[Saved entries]
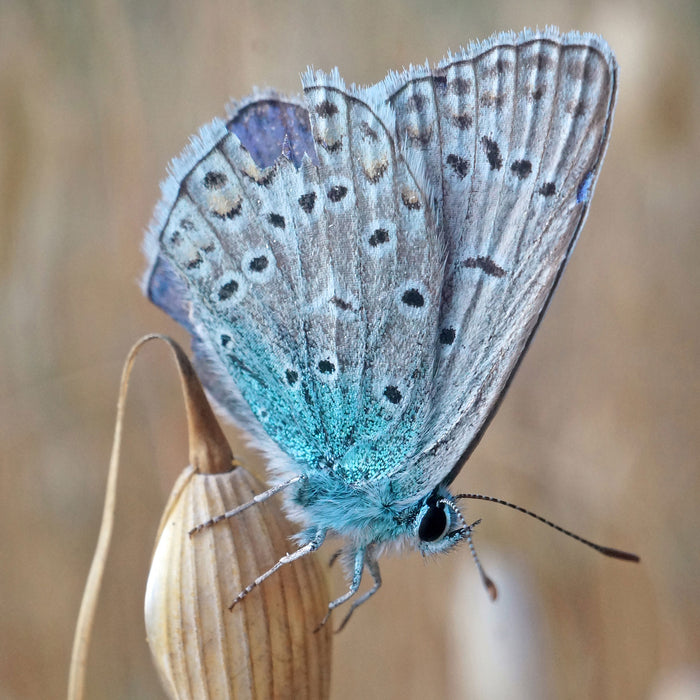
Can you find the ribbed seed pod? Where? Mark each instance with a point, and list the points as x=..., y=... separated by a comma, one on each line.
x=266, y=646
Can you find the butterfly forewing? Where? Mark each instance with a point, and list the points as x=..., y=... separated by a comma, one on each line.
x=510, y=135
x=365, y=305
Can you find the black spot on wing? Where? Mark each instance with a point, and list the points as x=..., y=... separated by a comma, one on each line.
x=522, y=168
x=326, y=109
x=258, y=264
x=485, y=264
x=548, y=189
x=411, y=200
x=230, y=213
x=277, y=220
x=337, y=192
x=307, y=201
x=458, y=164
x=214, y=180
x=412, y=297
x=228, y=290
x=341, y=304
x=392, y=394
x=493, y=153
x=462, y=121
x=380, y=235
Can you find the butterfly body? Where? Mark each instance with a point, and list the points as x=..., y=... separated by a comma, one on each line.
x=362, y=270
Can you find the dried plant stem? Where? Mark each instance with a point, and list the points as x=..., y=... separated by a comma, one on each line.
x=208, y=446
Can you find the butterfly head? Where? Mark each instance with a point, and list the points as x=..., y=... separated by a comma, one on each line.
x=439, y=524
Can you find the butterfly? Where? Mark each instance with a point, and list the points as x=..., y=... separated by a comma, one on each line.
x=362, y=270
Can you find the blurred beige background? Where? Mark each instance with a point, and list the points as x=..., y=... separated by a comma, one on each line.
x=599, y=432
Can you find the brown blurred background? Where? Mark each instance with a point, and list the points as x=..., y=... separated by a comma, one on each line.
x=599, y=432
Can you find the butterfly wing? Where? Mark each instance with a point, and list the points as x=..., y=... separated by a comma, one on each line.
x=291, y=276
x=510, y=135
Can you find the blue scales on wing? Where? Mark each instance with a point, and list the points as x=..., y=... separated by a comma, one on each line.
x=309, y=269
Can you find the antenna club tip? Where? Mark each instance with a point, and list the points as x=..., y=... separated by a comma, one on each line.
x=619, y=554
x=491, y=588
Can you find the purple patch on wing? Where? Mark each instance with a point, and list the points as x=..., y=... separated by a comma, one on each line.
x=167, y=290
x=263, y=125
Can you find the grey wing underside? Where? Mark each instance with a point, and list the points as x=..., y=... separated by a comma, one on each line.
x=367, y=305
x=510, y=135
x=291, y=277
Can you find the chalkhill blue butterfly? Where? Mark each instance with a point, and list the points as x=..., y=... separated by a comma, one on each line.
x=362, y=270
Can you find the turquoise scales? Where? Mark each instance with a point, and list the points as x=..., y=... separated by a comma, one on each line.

What is being asked => Every line above is to be repeated exactly, but no picture is to appear in the copy.

Output =>
Can you find the ribbed seed pod? Where? Mark each instance with a point, and list the points as x=..., y=... separated by a comma, one on each line.
x=266, y=646
Can you find the butterfly forewing? Where? Mark each instance with a point, and list the points as x=..., y=... separated by a comma, one on each line.
x=510, y=135
x=365, y=305
Can you find the black spot on wing? Where? Mark each instance with a point, and list the points as x=..., y=... separated by a comma, one on each line.
x=522, y=168
x=326, y=109
x=258, y=264
x=485, y=264
x=548, y=189
x=411, y=200
x=230, y=213
x=277, y=220
x=337, y=192
x=307, y=201
x=458, y=164
x=214, y=180
x=412, y=297
x=228, y=290
x=341, y=304
x=392, y=394
x=493, y=153
x=462, y=121
x=380, y=235
Can you find the butterfly body? Where? Mark each instance with a point, and list the points as x=..., y=... separated by a comma, one on each line.
x=362, y=270
Can you find the dried plant stem? Where? Mark each instance with a point, and list the points as x=..., y=... separated by a comma, one on each line.
x=208, y=446
Can you find the butterfly head? Where? Mark each instance with a point, and list the points as x=..., y=... separated by a comma, one on each line.
x=439, y=524
Can you find the butterfly? Where? Mark each instance with a point, and list the points as x=..., y=... separated by a comma, one on each line.
x=362, y=270
Can you find the blurred beige background? Where? Mark each instance with a point, and list the points as x=..., y=... separated by a comma, one on each line.
x=599, y=432
Can you find the brown blurred background? Where? Mark each instance with a point, and list the points as x=..., y=... separated by a comma, one on each line.
x=599, y=432
Can you find the butterfly wing? Where? Mark each instance with a point, and list the points as x=..., y=... separated by a comma, one on each line.
x=291, y=276
x=510, y=135
Can you find the blue scales on wing? Where? Mark each instance with a point, and list the points as x=..., y=... separated by a comma, one on each line.
x=309, y=269
Can you find the antenna club tip? Where? Mark each instance with a point, and list the points as x=..., y=... separated by a comma, one on each line.
x=619, y=554
x=491, y=588
Can you find the purple patch on wing? Where? Mark each instance with a point, and list the points as x=..., y=... separated by a comma, one on each line.
x=167, y=290
x=263, y=125
Can you find the grey wing underside? Where? Mark each instance with a point, and list the points as x=..., y=... separated by a comma, one on each line.
x=367, y=305
x=510, y=135
x=291, y=277
Can you find the chalkhill blue butterfly? Where? Mark each instance with a point, and list the points as x=..., y=... separated by a comma, one on each line.
x=362, y=270
Can you find the turquoise scales? Where? Mark each instance with a point, and list the points as x=..., y=... separated by a comma, one on each line.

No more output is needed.